(Extracted records)
** Start **

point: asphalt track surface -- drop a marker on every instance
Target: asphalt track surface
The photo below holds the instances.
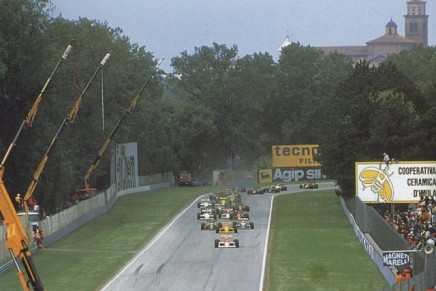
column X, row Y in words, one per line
column 183, row 257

** End **

WORK REQUIRED: From the items above, keep only the lines that contain the word "surface", and match uppercase and lowercase letters exactly.

RESPONSE TO THIS EXERCISE:
point: asphalt track surface -- drop a marker on every instance
Target: asphalt track surface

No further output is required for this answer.